What to work on
Search the data below for the word "appreciated" and report how many lines contain it. Nothing but the number is needed.

====== Material shown

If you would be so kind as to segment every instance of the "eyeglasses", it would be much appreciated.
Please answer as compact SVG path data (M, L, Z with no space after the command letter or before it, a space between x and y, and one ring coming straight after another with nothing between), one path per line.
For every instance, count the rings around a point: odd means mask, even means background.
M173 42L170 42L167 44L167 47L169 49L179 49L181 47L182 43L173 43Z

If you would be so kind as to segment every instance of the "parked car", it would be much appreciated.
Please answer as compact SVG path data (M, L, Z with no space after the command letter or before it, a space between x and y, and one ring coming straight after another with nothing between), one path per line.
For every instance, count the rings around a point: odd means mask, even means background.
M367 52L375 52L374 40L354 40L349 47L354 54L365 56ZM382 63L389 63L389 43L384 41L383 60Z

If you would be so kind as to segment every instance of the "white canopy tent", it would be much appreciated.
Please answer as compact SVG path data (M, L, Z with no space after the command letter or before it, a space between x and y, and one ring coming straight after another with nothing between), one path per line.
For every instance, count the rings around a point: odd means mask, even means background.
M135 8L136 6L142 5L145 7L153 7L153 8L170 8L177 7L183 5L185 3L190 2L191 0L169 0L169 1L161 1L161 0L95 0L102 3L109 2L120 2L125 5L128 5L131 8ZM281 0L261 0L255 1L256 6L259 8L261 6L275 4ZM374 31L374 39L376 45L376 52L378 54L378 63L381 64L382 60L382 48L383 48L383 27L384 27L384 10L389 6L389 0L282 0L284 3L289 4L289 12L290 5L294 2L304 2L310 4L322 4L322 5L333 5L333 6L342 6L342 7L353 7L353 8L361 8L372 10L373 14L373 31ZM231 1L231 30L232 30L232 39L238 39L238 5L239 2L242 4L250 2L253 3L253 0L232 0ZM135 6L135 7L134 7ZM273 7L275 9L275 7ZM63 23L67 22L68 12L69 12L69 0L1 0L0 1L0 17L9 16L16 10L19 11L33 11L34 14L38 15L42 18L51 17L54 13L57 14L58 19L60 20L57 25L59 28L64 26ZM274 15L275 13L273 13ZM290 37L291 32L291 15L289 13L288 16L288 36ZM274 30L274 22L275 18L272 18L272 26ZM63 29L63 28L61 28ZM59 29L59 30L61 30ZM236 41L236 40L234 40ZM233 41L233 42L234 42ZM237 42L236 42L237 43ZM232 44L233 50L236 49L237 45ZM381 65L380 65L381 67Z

============

Your response
3